Przemalowanie felg

  
Sortuj wg daty:
rosnąco malejąco
Słuchajcie tak sobie siedzialem i wpadłem na pomysł przemalowania felg na czarne albo grafitowe? Znudziło mnie co chwile czyszczenie felg... Czym je najlepiej pomalować i jak do tego sie zabrać zęby wyszło profesjonalnie, a nie jakaś fuszerka. Zrobiłem taki mały projekcik, co o nim sadzicie?

Przed



Po





[ wiadomość edytowana przez: mAkArOn dnia 2007-06-01 00:06:46 ]
  
 
Hmm projekt godny uwagi, tylko jakoś zdjęcia nie banglają... źle podlinkowane
  
 
Najszybciej i najtaniej, to zawieźć felusie do malowania proszkowego. Praktycznie będziesz miał zrobione z dnia na dzień. W dodatku farba proszkowa jest bardzo odporna na uderzenia itp.

==========

▸ Zadania do wykonania
- 1) Na jakie kolory autor pierwszego wpisu w tekście o przemalowaniu felg chce przemalować felgi?
- 2) Przetłumacz na angielski zdanie z tekstu o przemalowaniu felg: „W dodatku farba proszkowa jest bardzo odporna na uderzenia itp.”
- 3) Przepisz bez zmian fragment tekstu o przemalowaniu felg od „Przemalowanie felg” do „o nim sadzicie?”.
Poniższe wiersze nie mają związku z tekstem o przemalowaniu felg.

▸ Dostarczony materiał
==========

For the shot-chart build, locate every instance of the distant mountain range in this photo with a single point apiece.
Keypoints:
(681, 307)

==========

▸ Pełne rozwiązania
- 1) Na czarne albo grafitowe.

- 2) In addition, powder paint is very resistant to impacts, etc.

- 3)
Przemalowanie felg

  
Sortuj wg daty:
rosnąco malejąco
Słuchajcie tak sobie siedzialem i wpadłem na pomysł przemalowania felg na czarne albo grafitowe? Znudziło mnie co chwile czyszczenie felg... Czym je najlepiej pomalować i jak do tego sie zabrać zęby wyszło profesjonalnie, a nie jakaś fuszerka. Zrobiłem taki mały projekcik, co o nim sadzicie?